Passage to read START

FBI Admits Pseudoscientific Hair Analysis Used in Hundreds of Cases

Nearly 3,000 cases included testimony about hair matches, a technique that has been debunked

Hair Evidence
Rafe Swan/Corbis

In what The Guardian has called a “judicial catastrophe” of epic proportions, the FBI and Justice Department have admitted that in over 95 percent of trials revisited in a historic review, agents gave flawed testimony based on the pseudoscience of hair analysis.

Spencer S. Hsu at The Washington Post broke the story late last week, reporting that the extent of the problem was unveiled during a review of thousands of cases in which forensic testimony led to a conviction. These included 268 trials that incorporated microscopic hair analysis, a pseudoscientific technique in which forensic experts use microscopes to “match” hairs found on crime scenes to defendants.

Hair analysis has been in use since the 1850s, reports Ed Pilkington at The Guardian, citing a study that traces the technique’s evolution “from magic to law.” The practice is based on erroneous claims that an individual’s hairs can be reliably matched to them. But the technique is based on visual analysis, not DNA, Pilkington explains, using the case of George Perrot, a man convicted of rape solely on hair analysis as an example:

Over the past few years, advanced understanding in the science of hair types has left hair analysis, as a forensic tool, in tatters. Today’s consensus by real experts is more straightforward than ever: there is nothing that can credibly be said, by FBI-approved analysts or anyone else, about about the frequency with which particular characteristics of hair are distributed in the human population.

In other words, microscopic analysis of hair – the very analysis that put George Perrot and so many people behind bars – is virtually worthless as a method of identifying someone. It can only safely be used to rule out a suspect as the source of crime-scene materials or in combination with the vastly more accurate technique of DNA testing.

Bad science has put people behind bars before. For example, long-held arson investigation techniques are now being challenged by advances in fire science. A checklist of traits about a sex-offender's past often used to keep them in jail longer has recently been questioned by scientists. Bite marks have been used to convict people, and even fingerprint analysis has been called into question. 

Questions persist about the extent of the use of hair analysis in the courtroom — and why it took so long to uncover. “While the FBI and DOJ are to be commended for bringing these errors to light and notifying many of the people adversely affected,” says The Innocence Project co-director Peter Neufeld in a release, “this epic miscarriage of justice calls for a rigorous review to determine how this started almost four decades ago and why it took so long to come to light.”

Right now, only 268 of around 2,500 cases involving hair analysis have been reviewed thus far in this investigation, so there's no telling just how many people hair analysis has falsely convicted just yet. In at least 35 of those cases, the defendents were sentenced to death. Nine of those people have been executed, and five have died while on death row.

Experts hope the new revelations will be paired with changes in the ways in which forensics experts both operate and testify in court. This, of course, is cold comfort for defendants who may have been wrongfully convicted or executed at the hands of pseudoscience.

Passage to read END
Data excerpts START

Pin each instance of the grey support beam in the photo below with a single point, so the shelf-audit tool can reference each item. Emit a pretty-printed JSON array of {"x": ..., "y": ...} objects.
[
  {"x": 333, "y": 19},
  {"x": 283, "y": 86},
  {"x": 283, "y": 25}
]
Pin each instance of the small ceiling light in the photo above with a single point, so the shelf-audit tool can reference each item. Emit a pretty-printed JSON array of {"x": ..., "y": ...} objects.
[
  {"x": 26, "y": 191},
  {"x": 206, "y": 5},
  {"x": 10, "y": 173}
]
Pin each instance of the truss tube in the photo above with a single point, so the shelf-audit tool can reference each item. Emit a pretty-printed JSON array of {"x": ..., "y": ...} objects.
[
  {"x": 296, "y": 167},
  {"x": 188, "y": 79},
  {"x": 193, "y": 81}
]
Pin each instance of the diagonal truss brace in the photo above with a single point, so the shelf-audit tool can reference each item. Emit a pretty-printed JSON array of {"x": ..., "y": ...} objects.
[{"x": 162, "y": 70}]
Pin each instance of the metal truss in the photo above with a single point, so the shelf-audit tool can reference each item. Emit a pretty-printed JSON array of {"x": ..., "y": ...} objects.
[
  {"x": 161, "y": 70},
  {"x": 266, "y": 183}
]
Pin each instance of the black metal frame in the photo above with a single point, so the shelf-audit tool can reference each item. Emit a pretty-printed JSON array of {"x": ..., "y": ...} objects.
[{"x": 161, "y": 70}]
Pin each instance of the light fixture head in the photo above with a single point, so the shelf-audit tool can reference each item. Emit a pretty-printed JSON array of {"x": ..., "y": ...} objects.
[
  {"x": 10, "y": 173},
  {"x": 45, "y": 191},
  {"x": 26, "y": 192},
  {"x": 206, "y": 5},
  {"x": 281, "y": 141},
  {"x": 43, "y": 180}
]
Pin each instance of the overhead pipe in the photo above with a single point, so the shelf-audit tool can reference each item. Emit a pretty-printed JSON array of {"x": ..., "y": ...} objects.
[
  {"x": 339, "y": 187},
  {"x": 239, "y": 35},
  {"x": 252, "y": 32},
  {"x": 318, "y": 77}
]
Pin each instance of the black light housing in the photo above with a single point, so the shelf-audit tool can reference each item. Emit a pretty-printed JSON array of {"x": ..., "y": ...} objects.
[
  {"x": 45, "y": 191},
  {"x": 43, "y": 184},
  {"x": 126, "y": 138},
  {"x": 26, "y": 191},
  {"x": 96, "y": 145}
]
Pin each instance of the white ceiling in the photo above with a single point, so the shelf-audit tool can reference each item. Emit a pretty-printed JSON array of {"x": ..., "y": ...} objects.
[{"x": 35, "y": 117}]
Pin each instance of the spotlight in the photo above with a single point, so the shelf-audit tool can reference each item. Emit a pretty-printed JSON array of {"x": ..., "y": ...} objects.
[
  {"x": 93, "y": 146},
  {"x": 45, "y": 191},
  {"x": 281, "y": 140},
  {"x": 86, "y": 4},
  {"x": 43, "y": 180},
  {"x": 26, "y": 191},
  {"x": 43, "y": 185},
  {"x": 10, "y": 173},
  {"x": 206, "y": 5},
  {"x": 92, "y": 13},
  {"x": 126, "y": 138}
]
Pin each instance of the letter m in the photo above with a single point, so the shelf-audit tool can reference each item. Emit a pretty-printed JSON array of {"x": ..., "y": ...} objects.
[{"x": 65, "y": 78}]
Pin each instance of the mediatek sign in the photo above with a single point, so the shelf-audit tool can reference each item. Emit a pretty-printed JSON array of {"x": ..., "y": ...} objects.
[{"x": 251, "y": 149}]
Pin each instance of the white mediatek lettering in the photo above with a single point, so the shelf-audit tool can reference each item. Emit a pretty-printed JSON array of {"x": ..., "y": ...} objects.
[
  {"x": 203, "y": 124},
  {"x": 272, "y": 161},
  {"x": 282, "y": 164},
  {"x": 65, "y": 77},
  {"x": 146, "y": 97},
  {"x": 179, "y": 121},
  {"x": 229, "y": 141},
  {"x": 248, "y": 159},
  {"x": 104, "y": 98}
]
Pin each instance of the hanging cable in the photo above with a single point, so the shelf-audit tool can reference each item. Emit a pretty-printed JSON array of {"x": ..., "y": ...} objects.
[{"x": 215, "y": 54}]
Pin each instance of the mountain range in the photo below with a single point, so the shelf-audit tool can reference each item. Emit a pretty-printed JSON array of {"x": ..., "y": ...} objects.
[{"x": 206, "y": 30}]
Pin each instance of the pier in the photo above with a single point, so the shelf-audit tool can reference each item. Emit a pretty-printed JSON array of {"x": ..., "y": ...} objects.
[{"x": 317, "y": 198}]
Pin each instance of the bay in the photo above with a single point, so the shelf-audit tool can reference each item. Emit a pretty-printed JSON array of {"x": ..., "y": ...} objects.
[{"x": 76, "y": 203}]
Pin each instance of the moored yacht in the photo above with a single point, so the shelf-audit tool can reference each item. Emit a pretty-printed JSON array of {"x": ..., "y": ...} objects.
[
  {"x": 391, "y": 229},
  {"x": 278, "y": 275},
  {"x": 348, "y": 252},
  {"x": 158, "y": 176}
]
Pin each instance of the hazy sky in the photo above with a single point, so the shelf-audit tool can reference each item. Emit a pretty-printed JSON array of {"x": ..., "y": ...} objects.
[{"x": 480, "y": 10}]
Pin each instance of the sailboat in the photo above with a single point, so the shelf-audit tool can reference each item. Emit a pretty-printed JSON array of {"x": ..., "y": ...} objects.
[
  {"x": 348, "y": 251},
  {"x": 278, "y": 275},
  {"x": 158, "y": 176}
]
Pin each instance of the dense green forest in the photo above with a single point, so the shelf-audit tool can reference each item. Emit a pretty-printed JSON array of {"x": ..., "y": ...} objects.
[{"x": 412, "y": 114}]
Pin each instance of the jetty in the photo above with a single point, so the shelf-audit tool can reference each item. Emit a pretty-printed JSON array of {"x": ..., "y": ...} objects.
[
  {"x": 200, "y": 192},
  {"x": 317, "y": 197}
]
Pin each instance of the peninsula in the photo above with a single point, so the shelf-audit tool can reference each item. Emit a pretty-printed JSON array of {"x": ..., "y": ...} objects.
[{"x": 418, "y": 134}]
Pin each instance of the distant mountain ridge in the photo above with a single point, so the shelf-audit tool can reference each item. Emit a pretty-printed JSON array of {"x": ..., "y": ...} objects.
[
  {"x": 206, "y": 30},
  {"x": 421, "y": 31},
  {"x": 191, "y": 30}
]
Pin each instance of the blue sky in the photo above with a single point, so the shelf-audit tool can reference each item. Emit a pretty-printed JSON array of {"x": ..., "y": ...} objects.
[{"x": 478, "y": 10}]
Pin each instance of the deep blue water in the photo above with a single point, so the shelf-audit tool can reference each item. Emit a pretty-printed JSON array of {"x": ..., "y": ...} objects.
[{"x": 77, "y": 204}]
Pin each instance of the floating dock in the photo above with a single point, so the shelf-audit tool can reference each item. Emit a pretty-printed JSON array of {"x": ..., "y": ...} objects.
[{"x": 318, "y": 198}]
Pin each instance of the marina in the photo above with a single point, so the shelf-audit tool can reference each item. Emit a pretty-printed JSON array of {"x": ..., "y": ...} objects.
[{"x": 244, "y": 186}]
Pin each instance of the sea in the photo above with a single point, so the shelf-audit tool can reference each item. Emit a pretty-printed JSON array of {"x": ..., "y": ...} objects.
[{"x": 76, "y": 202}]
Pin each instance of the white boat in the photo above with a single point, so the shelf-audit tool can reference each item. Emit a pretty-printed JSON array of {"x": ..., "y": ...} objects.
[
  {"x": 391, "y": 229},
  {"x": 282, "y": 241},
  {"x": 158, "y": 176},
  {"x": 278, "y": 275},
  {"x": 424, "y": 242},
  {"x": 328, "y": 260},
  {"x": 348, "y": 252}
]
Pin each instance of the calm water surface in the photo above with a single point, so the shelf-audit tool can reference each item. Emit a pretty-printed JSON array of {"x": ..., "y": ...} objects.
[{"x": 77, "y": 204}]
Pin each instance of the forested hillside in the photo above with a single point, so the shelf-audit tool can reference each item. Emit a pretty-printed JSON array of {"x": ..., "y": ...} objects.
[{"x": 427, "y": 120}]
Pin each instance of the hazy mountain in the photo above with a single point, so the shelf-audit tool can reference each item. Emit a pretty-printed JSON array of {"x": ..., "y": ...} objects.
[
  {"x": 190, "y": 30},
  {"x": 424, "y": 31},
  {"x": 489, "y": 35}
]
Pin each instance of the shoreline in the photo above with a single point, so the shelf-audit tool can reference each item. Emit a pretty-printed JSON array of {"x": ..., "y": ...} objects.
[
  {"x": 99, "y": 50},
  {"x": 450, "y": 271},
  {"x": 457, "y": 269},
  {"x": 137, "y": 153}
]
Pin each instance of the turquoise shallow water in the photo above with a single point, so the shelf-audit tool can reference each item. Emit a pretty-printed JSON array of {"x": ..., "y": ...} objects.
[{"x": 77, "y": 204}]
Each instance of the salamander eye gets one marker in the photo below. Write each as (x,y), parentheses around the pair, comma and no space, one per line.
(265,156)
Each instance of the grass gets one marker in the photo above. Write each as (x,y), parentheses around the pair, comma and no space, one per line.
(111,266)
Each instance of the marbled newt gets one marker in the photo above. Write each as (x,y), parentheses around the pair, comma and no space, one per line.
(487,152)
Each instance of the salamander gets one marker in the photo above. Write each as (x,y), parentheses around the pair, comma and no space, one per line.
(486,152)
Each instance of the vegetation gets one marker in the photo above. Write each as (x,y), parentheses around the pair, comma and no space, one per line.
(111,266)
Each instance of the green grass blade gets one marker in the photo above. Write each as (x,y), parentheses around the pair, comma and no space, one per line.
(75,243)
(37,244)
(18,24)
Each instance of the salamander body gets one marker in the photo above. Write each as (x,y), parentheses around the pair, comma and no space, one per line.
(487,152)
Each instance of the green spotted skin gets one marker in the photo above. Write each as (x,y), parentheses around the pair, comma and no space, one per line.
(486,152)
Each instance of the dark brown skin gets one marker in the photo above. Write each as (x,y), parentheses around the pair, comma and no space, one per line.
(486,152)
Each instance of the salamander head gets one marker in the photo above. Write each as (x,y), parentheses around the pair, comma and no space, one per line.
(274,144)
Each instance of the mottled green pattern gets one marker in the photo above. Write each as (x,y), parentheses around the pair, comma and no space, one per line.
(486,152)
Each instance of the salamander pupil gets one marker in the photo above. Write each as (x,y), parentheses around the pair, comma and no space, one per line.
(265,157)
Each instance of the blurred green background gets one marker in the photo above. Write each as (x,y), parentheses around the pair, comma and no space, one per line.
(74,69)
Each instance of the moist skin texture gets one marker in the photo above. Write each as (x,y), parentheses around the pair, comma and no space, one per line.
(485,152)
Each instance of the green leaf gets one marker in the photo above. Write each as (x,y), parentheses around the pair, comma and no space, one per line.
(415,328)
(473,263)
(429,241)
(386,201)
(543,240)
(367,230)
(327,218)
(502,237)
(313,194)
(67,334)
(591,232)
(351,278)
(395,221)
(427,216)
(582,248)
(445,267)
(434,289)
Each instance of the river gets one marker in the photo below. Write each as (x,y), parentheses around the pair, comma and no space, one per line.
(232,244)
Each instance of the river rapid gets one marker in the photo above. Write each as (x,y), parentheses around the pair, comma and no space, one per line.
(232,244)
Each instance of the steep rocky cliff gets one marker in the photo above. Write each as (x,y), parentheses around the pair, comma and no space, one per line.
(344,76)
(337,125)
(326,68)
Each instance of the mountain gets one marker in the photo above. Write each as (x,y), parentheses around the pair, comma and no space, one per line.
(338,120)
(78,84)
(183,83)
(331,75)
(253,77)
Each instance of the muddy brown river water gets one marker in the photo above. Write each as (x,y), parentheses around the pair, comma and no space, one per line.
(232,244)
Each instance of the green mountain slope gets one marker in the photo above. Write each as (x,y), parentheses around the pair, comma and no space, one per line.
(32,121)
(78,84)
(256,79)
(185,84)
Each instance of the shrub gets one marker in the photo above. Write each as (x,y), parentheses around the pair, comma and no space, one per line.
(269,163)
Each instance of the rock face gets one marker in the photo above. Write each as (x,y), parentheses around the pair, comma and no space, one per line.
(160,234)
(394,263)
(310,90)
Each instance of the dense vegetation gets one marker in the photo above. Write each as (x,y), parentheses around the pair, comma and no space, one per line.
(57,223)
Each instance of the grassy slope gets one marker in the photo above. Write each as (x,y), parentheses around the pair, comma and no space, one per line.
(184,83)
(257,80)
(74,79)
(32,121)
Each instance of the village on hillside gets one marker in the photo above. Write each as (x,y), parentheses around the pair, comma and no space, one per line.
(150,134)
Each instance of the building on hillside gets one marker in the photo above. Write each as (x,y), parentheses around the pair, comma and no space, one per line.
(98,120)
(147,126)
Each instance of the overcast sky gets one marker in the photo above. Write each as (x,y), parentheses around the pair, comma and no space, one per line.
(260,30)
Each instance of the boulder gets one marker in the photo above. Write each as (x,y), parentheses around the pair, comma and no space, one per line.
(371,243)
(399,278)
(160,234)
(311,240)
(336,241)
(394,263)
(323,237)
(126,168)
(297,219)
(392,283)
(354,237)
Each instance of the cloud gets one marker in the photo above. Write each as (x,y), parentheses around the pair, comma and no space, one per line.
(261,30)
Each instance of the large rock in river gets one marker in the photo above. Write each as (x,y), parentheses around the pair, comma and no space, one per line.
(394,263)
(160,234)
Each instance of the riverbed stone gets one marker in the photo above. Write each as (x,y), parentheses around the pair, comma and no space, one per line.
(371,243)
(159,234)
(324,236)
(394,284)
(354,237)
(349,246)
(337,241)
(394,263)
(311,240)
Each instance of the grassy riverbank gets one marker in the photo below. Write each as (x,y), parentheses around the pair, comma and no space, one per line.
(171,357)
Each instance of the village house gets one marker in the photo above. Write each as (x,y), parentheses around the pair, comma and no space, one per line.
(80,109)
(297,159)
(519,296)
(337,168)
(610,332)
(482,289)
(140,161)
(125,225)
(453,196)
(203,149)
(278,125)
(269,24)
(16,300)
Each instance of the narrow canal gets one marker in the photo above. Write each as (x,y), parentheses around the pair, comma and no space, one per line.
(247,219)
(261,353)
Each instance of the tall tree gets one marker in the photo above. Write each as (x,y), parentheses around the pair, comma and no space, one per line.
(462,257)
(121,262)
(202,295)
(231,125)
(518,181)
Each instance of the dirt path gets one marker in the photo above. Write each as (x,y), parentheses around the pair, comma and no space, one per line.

Data excerpts END

- _Requirement_: Besides hair analysis, which methods used against people in the justice system does the article on FBI hair analysis say have been challenged or questioned? List each one.

- _Task solution_:
- Long-held arson investigation techniques
- A checklist of traits about a sex-offender's past, often used to keep them in jail longer
- Bite marks
- Fingerprint analysis